The lines to transcribe run from the top of the material below to the line with "Trace the outline of every instance of the white", inclusive. Leave the pictures behind.

....................

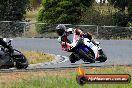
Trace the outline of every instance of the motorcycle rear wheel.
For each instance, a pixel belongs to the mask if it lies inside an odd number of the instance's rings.
[[[69,56],[69,60],[71,63],[75,63],[76,61],[80,60],[79,57],[77,57],[75,55],[75,53],[72,53],[70,56]]]

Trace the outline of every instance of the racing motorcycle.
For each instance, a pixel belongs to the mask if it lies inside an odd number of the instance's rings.
[[[105,62],[107,60],[107,56],[99,46],[99,42],[94,44],[88,38],[75,34],[70,34],[67,39],[71,44],[70,52],[72,54],[69,56],[71,63],[75,63],[80,59],[90,63],[95,63],[95,61]]]
[[[6,42],[6,39],[4,39]],[[17,69],[25,69],[28,67],[28,61],[26,57],[17,49],[13,49],[11,45],[12,39],[7,43],[9,47],[12,48],[12,51],[9,49],[0,46],[0,69],[8,69],[16,67]]]

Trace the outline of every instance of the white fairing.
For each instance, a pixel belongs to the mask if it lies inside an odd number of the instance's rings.
[[[71,41],[71,43],[69,44],[71,47],[75,47],[78,43],[78,40],[79,40],[79,36],[78,35],[75,35],[74,33],[73,34],[70,34],[67,39],[69,41]],[[61,42],[61,37],[58,38],[58,41]],[[98,50],[100,50],[101,48],[95,44],[93,44],[88,38],[83,38],[83,43],[88,46],[89,48],[91,48],[95,54],[95,59],[98,58],[99,54],[98,54]],[[96,43],[96,44],[99,44]]]
[[[59,36],[59,38],[57,40],[59,43],[61,43],[61,36]]]
[[[73,34],[70,34],[69,36],[71,37],[71,39],[68,38],[68,40],[72,42],[69,45],[71,47],[75,47],[77,45],[77,43],[78,43],[79,36],[78,35],[75,35],[74,33]]]
[[[72,42],[72,46],[73,46],[73,47],[75,47],[75,46],[76,46],[76,44],[77,44],[78,40],[79,40],[78,35],[75,35],[75,34],[74,34],[74,37],[73,37],[73,42]]]
[[[5,42],[7,42],[7,38],[3,38],[3,40],[4,40]]]
[[[88,38],[84,38],[84,44],[93,50],[96,59],[99,55],[98,50],[100,50],[101,48],[99,46],[94,45]]]
[[[73,28],[68,28],[67,29],[67,32],[72,32],[73,31]]]
[[[79,36],[73,34],[74,37],[73,37],[73,41],[71,43],[71,46],[72,47],[75,47],[76,44],[78,43],[78,40],[79,40]],[[83,39],[83,42],[86,46],[88,46],[89,48],[91,48],[95,54],[95,59],[98,58],[99,54],[98,54],[98,50],[100,50],[101,48],[95,44],[93,44],[88,38],[84,38]]]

....................

**Completed task**
Trace the outline of every instance of the motorcycle rear wheel.
For each instance, a pixel belongs to the mask if it lies inside an odd number of the instance's rings.
[[[69,56],[69,60],[71,63],[75,63],[76,61],[80,60],[79,57],[77,57],[75,55],[75,53],[72,53],[70,56]]]

Trace the outline of every instance of the racing motorcycle.
For each instance, a pixel belongs to the mask if it lies inside an odd number of the instance's rings.
[[[105,62],[107,60],[107,56],[99,46],[99,42],[94,44],[88,38],[75,34],[70,34],[67,39],[71,44],[70,52],[72,54],[69,56],[71,63],[75,63],[80,59],[90,63],[95,63],[95,61]]]
[[[6,42],[6,39],[4,39]],[[17,69],[25,69],[28,67],[28,61],[26,57],[17,49],[13,49],[11,45],[12,39],[7,43],[9,47],[12,48],[12,51],[9,49],[0,46],[0,69],[8,69],[16,67]]]

Trace the outline of every instance of the white fairing.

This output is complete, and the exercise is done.